**Source extract**
In May 2026, a SaaS company with $50 million in annual revenue received its AI bill for the previous month. The number was $87,000 — three times higher than expected. Nearly all of it came from one source: engineers had integrated Claude Code into their daily workflow, with agents running tests, modifying code, and fixing bugs in the background, each session consuming hundreds of thousands of tokens.
That same week, the company’s CTO saw the API pricing for DeepSeek V4 Flash in another window. It is a 284B-parameter MoE model (13B activated), Apache 2.0 licensed, with a million-token context window. Input costs $0.14 per million tokens, output $0.28, and with cache hits the input drops to $0.0028. Compare that to Claude Opus 4.7 at $15 input and $75 output. He ran the numbers: if they could route non-critical tasks from Claude to DeepSeek, the monthly AI bill could be cut dramatically.
These two windows on the same screen capture the central paradox of the AI industry in 2026.
Token prices are falling 10x per year. a16z calls this “LLMflation”: models with equivalent performance cost 1,000x less to run in 2026 than in 2023. Epoch AI’s data shows a median decline of 50x per year, accelerating to 200x per year after January 2024. GPT-4-class token prices have gone from $30-60 per million two years ago to $0.05-0.15 today. It sounds like AI is getting cheaper.
But the same numbers show that enterprise AI bills are inflating faster. The FinOps Foundation’s 2026 report identifies AI as the fastest-growing enterprise spending category. Oplexa’s analysis of the report puts the average enterprise AI budget at $7 million in 2026, up from $1.2 million in 2024. Fortune 500 companies with monthly inference bills in the tens of millions are no longer exceptional.
Both trends are real simultaneously: unit prices are collapsing, total spending is exploding. Understanding why this contradiction exists matters more than arguing about “which model is best.” Because this contradiction points to a market that is splitting apart. AI is becoming two industries with fundamentally different economic logic, and most people are still using the same framework to understand both. I previously wrote about software getting cheaper to make but harder to sell, and this bifurcation is the same underlying logic manifesting in AI.
Start with a pricing table.
In May 2026, the gap between the cheapest and most expensive AI API hit 300x. Digital Applied’s LLM API Pricing Index tracks the full Q2 2026 spectrum: the low end is Alibaba’s Qwen 3.5 9B at $0.05 per million input tokens, the high end is Anthropic’s Claude Opus 4.7 at $15. On the output side, DeepSeek V4 Flash costs $0.28 per million tokens while Opus 4.7 costs $75 — a gap of nearly 270x. Swfte AI’s May pricing report uses a different reference: “the most expensive and least expensive model that can plausibly do the same job has stretched past fifty-to-one on input tokens.” On output, including self-hosted inference, the top is 250x the bottom.

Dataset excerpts
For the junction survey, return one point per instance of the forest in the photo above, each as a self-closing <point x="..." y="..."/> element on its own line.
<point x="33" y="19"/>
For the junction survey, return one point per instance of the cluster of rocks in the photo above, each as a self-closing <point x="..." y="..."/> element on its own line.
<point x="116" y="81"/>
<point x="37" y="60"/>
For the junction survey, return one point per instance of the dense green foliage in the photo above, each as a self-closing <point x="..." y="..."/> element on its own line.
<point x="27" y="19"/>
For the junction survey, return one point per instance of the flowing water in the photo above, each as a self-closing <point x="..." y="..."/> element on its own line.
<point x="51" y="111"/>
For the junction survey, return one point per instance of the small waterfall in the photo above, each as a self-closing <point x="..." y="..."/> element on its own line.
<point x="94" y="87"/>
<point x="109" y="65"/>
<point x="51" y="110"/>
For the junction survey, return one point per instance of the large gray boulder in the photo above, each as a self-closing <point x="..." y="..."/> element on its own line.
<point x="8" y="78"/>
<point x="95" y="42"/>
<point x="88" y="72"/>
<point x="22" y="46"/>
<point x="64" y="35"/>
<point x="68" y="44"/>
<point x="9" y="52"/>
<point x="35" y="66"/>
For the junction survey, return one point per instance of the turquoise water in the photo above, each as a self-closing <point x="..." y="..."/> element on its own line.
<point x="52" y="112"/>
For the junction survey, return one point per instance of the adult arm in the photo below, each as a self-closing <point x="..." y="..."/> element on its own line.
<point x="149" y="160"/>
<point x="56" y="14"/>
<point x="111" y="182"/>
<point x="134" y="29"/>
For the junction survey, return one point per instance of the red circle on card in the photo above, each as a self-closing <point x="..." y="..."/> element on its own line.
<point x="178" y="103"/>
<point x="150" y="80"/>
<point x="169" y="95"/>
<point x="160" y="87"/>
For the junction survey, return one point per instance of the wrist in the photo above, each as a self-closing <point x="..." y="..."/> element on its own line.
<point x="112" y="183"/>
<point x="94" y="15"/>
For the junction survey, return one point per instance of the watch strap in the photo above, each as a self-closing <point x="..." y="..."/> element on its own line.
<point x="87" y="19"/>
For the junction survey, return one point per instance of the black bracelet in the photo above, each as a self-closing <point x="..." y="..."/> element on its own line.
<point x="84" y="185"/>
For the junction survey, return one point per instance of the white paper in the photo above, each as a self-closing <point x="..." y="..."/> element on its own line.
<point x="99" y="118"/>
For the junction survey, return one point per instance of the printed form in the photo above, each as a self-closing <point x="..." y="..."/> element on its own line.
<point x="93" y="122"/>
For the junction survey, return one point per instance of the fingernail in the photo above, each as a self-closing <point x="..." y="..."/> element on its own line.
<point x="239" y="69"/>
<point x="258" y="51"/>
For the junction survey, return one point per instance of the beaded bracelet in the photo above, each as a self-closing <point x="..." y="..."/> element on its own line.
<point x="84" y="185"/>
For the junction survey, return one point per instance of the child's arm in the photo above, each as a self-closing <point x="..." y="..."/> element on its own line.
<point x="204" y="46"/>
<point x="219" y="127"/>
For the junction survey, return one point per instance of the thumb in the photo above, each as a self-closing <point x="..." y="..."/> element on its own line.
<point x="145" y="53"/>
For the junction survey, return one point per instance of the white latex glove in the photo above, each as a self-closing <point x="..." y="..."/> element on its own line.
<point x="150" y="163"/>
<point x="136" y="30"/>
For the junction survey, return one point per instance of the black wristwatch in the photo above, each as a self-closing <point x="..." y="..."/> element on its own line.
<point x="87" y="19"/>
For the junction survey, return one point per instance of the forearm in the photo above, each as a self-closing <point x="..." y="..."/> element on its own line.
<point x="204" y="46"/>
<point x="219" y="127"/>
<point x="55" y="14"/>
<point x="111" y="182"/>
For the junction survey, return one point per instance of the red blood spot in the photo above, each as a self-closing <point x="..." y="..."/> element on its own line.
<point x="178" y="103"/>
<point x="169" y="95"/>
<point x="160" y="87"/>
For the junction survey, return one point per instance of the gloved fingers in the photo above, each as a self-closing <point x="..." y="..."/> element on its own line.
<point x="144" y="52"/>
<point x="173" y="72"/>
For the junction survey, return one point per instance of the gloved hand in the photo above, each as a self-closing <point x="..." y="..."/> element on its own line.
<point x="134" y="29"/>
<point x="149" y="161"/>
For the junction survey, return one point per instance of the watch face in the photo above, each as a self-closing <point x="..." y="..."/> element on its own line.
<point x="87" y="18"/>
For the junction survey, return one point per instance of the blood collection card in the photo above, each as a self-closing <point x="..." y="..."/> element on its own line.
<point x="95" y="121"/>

**Actions to take**
A – In the AI pricing article, what did the SaaS company's AI bill for the previous month come to?
B – Decide whether each statement agrees with the AI pricing article, and back each yes or no with the deciding words quoted from it. (i) DeepSeek V4 Flash has 13B activated parameters. (ii) Epoch AI's data shows a median decline of 10x per year. (iii) In Digital Applied's index, the lowest input price belongs to Qwen 3.5 9B.
C – Extend the AI pricing article from the point where it stops.

**Exercise results**
A – $87,000, three times higher than expected.

B –
(i) Yes: "It is a 284B-parameter MoE model (13B activated)"
(ii) No: "Epoch AI’s data shows a median decline of 50x per year"
(iii) Yes: "the low end is Alibaba’s Qwen 3.5 9B at $0.05 per million input tokens"

C –
This gap is expanding rapidly. When GPT-4 launched in March 2023, the spread was 30x. In July 2024, GPT-4o Mini pulled the low end to $0.15, widening the spread to 33x. After Chinese open-weight models entered at scale in late 2025, the gap jumped past 150x. Today, 300x.
The key is that this expansion is asymmetric. The low end is collapsing while the high end barely moved. From 2023 to 2026, the cheapest model dropped from $2 to $0.05 — a 40x decline. The most expensive model dropped from $60 to $15 — only 4x. A 40x vs 4x asymmetry is itself a market signal.
Three causes converged to create today’s situation.
First, the commoditization effect of open-weight models. DeepSeek V4 Flash launched in April 2026 at $0.14 input and $0.28 output, 36 to 89 times cheaper than Claude Opus 4.7. It is Apache 2.0 licensed, weights are public, anyone can run it on their own hardware. This set a new pricing anchor for the entire market — not “how much cheaper than GPT-4,” but “how much more expensive than running it yourself.”
Second, the systematic low-pricing strategy of Chinese AI labs. This is not an individual company’s tactical choice but a competitive strategy across China’s AI industry. The US-China Economic and Security Review Commission (USCC) published a report titled “Two Loops” in March 2026 analyzing China’s open-source AI strategy. The core finding: China has chosen a path of full embrace of open source, using extremely low API prices to accelerate global adoption, then using the data and ecosystem from that adoption to feed back into model iteration.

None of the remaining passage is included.